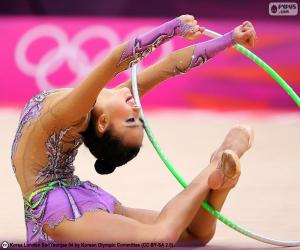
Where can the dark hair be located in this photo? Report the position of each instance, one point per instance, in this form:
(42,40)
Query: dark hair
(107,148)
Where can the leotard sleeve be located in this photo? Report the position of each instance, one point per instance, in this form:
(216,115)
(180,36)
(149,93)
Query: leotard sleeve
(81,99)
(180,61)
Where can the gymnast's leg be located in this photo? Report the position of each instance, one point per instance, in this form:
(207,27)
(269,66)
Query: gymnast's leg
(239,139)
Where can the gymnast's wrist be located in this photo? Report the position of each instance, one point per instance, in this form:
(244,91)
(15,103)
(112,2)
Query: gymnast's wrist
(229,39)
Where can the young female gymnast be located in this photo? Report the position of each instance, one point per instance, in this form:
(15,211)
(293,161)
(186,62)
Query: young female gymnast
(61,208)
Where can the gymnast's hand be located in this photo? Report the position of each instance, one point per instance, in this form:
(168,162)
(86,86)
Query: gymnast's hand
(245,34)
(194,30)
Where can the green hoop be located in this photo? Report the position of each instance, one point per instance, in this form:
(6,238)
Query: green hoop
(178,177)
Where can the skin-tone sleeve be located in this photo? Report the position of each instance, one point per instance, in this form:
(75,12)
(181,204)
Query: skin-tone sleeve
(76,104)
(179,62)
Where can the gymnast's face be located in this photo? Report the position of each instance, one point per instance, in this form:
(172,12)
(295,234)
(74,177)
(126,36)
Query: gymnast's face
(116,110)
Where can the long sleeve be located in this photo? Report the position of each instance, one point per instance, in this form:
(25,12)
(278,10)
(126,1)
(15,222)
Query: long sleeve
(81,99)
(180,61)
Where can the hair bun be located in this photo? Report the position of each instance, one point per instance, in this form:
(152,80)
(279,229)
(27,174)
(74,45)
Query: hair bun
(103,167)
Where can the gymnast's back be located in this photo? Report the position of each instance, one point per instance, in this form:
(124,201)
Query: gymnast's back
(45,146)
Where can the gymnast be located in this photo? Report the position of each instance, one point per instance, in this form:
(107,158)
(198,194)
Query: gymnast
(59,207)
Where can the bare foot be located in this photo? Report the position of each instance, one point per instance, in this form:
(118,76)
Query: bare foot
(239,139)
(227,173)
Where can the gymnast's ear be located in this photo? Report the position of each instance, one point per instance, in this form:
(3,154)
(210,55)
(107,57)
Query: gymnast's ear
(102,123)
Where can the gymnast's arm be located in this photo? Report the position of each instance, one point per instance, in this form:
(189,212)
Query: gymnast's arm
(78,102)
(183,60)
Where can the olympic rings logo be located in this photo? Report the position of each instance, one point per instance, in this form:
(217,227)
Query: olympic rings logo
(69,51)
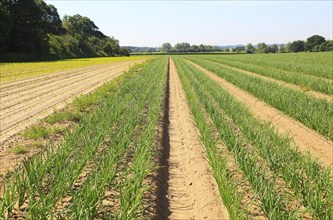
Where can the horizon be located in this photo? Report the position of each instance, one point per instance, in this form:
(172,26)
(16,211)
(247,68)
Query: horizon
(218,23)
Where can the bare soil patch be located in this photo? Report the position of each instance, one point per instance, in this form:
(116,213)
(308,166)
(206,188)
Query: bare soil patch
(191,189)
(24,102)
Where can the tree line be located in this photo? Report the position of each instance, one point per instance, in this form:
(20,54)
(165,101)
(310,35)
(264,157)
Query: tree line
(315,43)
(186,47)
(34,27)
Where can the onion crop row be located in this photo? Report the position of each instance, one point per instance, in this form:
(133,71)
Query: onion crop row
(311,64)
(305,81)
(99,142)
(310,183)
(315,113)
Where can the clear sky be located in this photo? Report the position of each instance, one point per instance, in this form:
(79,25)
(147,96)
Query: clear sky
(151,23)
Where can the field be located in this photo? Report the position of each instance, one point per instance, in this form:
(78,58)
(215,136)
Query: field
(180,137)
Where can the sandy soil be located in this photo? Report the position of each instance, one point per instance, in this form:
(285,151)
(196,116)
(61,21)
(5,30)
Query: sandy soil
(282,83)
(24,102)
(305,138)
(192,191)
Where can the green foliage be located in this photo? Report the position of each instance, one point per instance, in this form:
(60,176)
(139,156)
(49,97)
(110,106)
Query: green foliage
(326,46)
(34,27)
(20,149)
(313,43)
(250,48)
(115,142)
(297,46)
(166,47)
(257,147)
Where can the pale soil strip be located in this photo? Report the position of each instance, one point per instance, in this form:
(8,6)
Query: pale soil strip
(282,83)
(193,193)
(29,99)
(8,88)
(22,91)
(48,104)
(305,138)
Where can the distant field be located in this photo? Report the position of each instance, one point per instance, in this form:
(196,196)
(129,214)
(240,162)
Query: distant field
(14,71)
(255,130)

* * * *

REQUIRED WORK:
The copy you produce must match the entries above exactly, except that it has no pictures.

FINISHED EXERCISE:
Where can the dark hair be located in this photo? Report the position of each instance, one point per instance, in this form:
(42,40)
Query: dark hair
(107,148)
Where can the leotard sleeve be located in this photo? Report the position of each instance, one point per instance, in this form:
(216,115)
(180,36)
(149,93)
Query: leotard sleeve
(81,99)
(180,61)
Where can the gymnast's leg be located in this photo? Report the position of each instance, one point per instance, in this form:
(207,27)
(269,66)
Query: gymnast's leg
(239,139)
Where can the gymnast's wrist be located in this photo? Report the position of each instance, one point per instance, in this form:
(244,91)
(15,103)
(112,2)
Query: gymnast's wrist
(229,39)
Where can the young female gymnast be located in this photo? Report the position of each instance, one point per instance, in this form:
(15,211)
(293,161)
(186,62)
Query: young female gymnast
(61,208)
Where can the gymnast's hand be located in this photo? Report the position of each instance, one point per instance, in this form:
(168,162)
(86,86)
Query: gymnast's hand
(245,34)
(194,30)
Where can the green hoop be located in this photo? Report the position of each instance, one point per instance, in this form:
(6,238)
Query: green hoop
(178,177)
Where can the skin-tone sleeve be located in this photo? Report the position of each instance, one point per instance, in this form:
(75,12)
(181,204)
Query: skin-tone sleeve
(76,104)
(179,62)
Where can the gymnast's face be located in this photo? Report the position of each instance, one point per instance, in this form:
(172,12)
(295,234)
(74,177)
(126,36)
Query: gymnast's face
(116,110)
Where can the long sleeve be located in this photo? Report the position of each instance, one point per instance, in this form:
(25,12)
(278,10)
(126,1)
(15,222)
Query: long sleeve
(81,99)
(180,61)
Where can the hair bun be located in this photo? Report the position of each instance, one point per instance, in this form:
(152,80)
(279,229)
(27,174)
(74,45)
Query: hair bun
(103,167)
Where can the gymnast's back be located in this photo? Report the position of each instance, one point per instance, in this form:
(124,201)
Query: gymnast's back
(45,146)
Where can the gymnast be located in this photo? Report the position of each instance, one point per instance, in this form:
(107,158)
(198,194)
Query: gymnast
(59,207)
Where can the bare foot be located in this photo? Report the position of each instance, one point per instance, in this form:
(118,76)
Query: bare foot
(239,139)
(227,173)
Where can the gymnast's ear be located in this photo? Report the position of each instance, one point per instance, in this form:
(3,154)
(210,55)
(107,57)
Query: gymnast's ear
(102,123)
Where can the gymnast's arm be located in this photo? Report the position of each instance, one point per instance, in this form:
(189,212)
Query: gymnast's arm
(78,102)
(183,60)
Where can the olympic rings logo be located in this photo? Report the position of each instance, one point per instance, in this form:
(217,227)
Query: olympic rings logo
(69,51)
Where can the horizon be located in this photo? Report the position of each instance, one point per instance, in this form:
(172,26)
(16,211)
(247,68)
Query: horizon
(218,23)
Where can the bare soil patch be located in this photo? Report the position of each instance, one point per instance, in this form:
(116,213)
(308,166)
(206,188)
Query: bare soil patch
(191,189)
(24,102)
Where can the tree line be located in this photo? Report the position of each instance, one point per instance, in this form:
(20,54)
(165,101)
(310,35)
(264,157)
Query: tree line
(315,43)
(186,47)
(34,27)
Where can the onion crop row be located in this photo? Report the position of each instance, one point per instance, in this form:
(133,71)
Query: onion crop row
(311,64)
(305,81)
(99,142)
(310,183)
(315,113)
Where can the clear sky be located in this photo? Report the position of each instance, one point per instance, in this form:
(79,25)
(147,96)
Query: clear sky
(151,23)
Where can the field be located in this photo? Report the position of each instance, one point per instance, in this form:
(78,58)
(215,136)
Query: field
(180,137)
Where can the sandy soil be located in this photo? Report the position of each instance, one point per instance, in this form:
(285,151)
(196,116)
(61,21)
(5,30)
Query: sandy soil
(282,83)
(24,102)
(305,138)
(192,191)
Where can the green foliage be located in this photo? Report the position of each instance, one point per instance, in this form:
(60,176)
(139,156)
(49,97)
(110,106)
Query: green foliage
(326,46)
(34,27)
(20,149)
(313,43)
(250,48)
(115,142)
(297,46)
(166,47)
(257,147)
Where can the pale soil strip be located in this photo? Report the position of each instance, one point per instance, in this form:
(8,6)
Query: pale soil strip
(282,83)
(193,193)
(29,99)
(8,88)
(22,91)
(48,104)
(305,138)
Where can the distant field be located in this photo? Report the position of each instance, one point per instance, in this form:
(196,196)
(129,214)
(240,162)
Query: distant field
(14,71)
(255,130)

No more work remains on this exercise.